**SET OF TASKS:**
1 - Decide whether each statement below agrees with the passage on radicalism and progressivism, answering yes or no and quoting the deciding words: (a) the writer showed the film scene in the late 1990s; (b) several students objected when the scene was shown; (c) the passage names the students' fragility as the underlying issue.
2 - Revise the part of the passage on radicalism and progressivism that opens with the words containing "Start here: What" and closes with "ridiculous they looked.", putting "early 1990s" in place of "late 1990s".
3 - Carry on writing the passage on radicalism and progressivism from its last sentence.

**EXCERPT TO READ:**
>> start

A common response to occurrences like this is to condemn the students involved as being overly delicate — snowflakes, in today’s parlance. However, merely leveling that charge doesn’t facilitate a constructive discussion about what fuels these sadly routine events. The underlying issue isn’t the students’ fragility, it’s that their approach illustrates the difference between radicalism and progressivism. It’s an example of a strain of thought permeating campuses (our whole society, really), one that blithely elides that difference in favor of preaching only of “social justice.”
Start here: What happened to Sheng would have been much less likely a generation ago. In the late 1990s, I showed a class of white, Black and Asian American students a scene from a film with white performers in blackface. Beforehand, I mentioned that this was a very old movie and that we were going to see a practice that nobody would venture today, but that the film was instructive for other reasons. None of the students batted an eye, at least that I could see. If anything, some of the Black students (and maybe some of the non-Black students) snickered at the performers for how ridiculous they looked.

>> end

**RECORDED INFORMATION:**
>> start

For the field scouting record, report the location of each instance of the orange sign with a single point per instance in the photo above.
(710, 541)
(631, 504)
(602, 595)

>> end

**EXPECTED RESPONSES:**
1 -
(a) Yes: "In the late 1990s, I showed a class of white, Black and Asian American students a scene from a film with white performers in blackface."
(b) No: "None of the students batted an eye, at least that I could see."
(c) No: "The underlying issue isn’t the students’ fragility"

2 -
Start here: What happened to Sheng would have been much less likely a generation ago. In the early 1990s, I showed a class of white, Black and Asian American students a scene from a film with white performers in blackface. Beforehand, I mentioned that this was a very old movie and that we were going to see a practice that nobody would venture today, but that the film was instructive for other reasons. None of the students batted an eye, at least that I could see. If anything, some of the Black students (and maybe some of the non-Black students) snickered at the performers for how ridiculous they looked.

3 -
So, here’s our query: Is the response of Sheng’s students an advance on those of my students a generation ago? Were me and my students missing something upon which our modern era is more enlightened?
Before we tackle that, there are two important points to address. First, as Young notes, Olivier’s performance does involve a degree of cartoonish swagger beyond what some blackface performances of the era entailed. But it’s reasonable to assume that Sheng’s students would have had a similar response to more restrained blackface portrayals of Othello, such as Orson Welles’s.
Second, Sheng should indeed have made clear that he was about to show his students something that would require them to put on their “history glasses,” as I sometimes put it. But the question involves degree: Should he now be barred from the class amid rhetoric that makes him sound like a pitiless bigot, unfit and out of step with an enlightened society? I’d say no.
Now: Let’s break down what the crux of objections to showing a blackface performance ever at all are.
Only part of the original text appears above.